__Provided passage__:
[v4] rework on the IRQ hardening of virtio

[PATCH V4 0/9] rework on the IRQ hardening of virtio

Posted by Jason Wang 4 years ago

Hi All:

This is a rework on the IRQ hardening for virtio which is done
previously by the following commits are reverted:

9e35276a5344 ("virtio_pci: harden MSI-X interrupts")
080cd7c3ac87 ("virtio-pci: harden INTX interrupts")

The reason is that it depends on the IRQF_NO_AUTOEN which may conflict
with the assumption of the affinity managed IRQ that is used by some
virtio drivers. And what's more, it is only done for virtio-pci but
not other transports.

In this rework, I try to implement a general virtio solution which
borrows the idea of the INTX hardening by re-using per virtqueue
boolean vq->broken and toggle it in virtio_device_ready() and
virtio_reset_device(). Then we can simply reuse the existing checks in
the vring_interrupt() and return early if the driver is not ready.

Note that, I only did compile test on ccw and MMIO transport.

Please review.

__Provided material__:
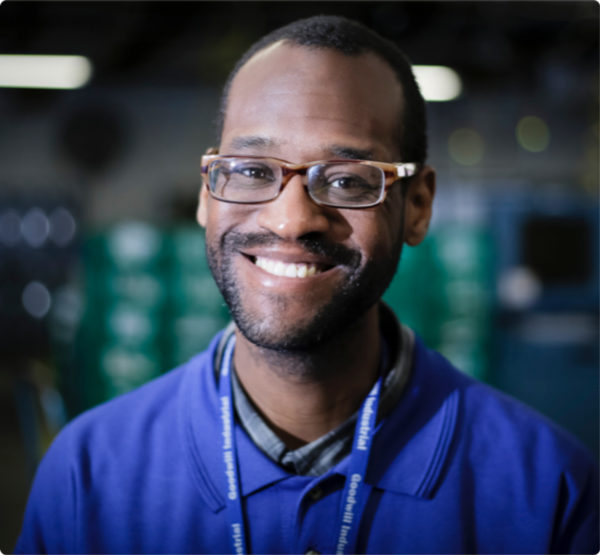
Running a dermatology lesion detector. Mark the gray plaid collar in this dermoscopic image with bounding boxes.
[215,303,414,476]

__Required actions__:
1. According to the IRQ hardening post, on which transports was only a compile test done?
2. Reproduce the IRQ hardening post word for word between "In this rework, I" and "is not ready.", inclusive.
3. Go on with the IRQ hardening post from the point where it stops.
The listing plays no part in any of these tasks.

__Solved problems__:
1. The ccw and MMIO transports.

2.
In this rework, I try to implement a general virtio solution which
borrows the idea of the INTX hardening by re-using per virtqueue
boolean vq->broken and toggle it in virtio_device_ready() and
virtio_reset_device(). Then we can simply reuse the existing checks in
the vring_interrupt() and return early if the driver is not ready.

3.
Changes since v1:

- Use transport specific irq synchronization method when possible
- Drop the module parameter and enable the hardening unconditonally
- Tweak the barrier/ordering facilities used in the code
- Reanme irq_soft_enabled to driver_ready
- Avoid unnecssary IRQ synchornization (e.g during boot)

Changes since V2:

- add ccw and MMIO support
- rename synchronize_vqs() to synchronize_cbs()
- switch to re-use vq->broken instead of introducing new device
  attributes for the future virtqueue reset support
- remove unnecssary READ_ONCE()/WRITE_ONCE()
- a new patch to remove device triggerable BUG_ON()
- more tweaks on the comments

Changes since V3:

- Rename synchornize_vqs() to synchronize_cbs()
- tweak the comment for synchronize_cbs()
- switch to use a dedicated helper __virtio_unbreak_device() and
  document it should be only used for probing
- switch to use rwlick to synchornize the non airq for ccw

Jason Wang (8):
  virtio: use virtio_reset_device() when possible
  virtio: introduce config op to synchronize vring callbacks
  virtio-pci: implement synchronize_cbs()
  virtio-mmio: implement synchronize_cbs()
  virtio-ccw: implement synchronize_cbs()
  virtio: allow to unbreak virtqueue
  virtio: harden vring IRQ
  virtio: use WARN_ON() to warning illegal status value

Stefano Garzarella (1):
  virtio: use virtio_device_ready() in virtio_device_restore()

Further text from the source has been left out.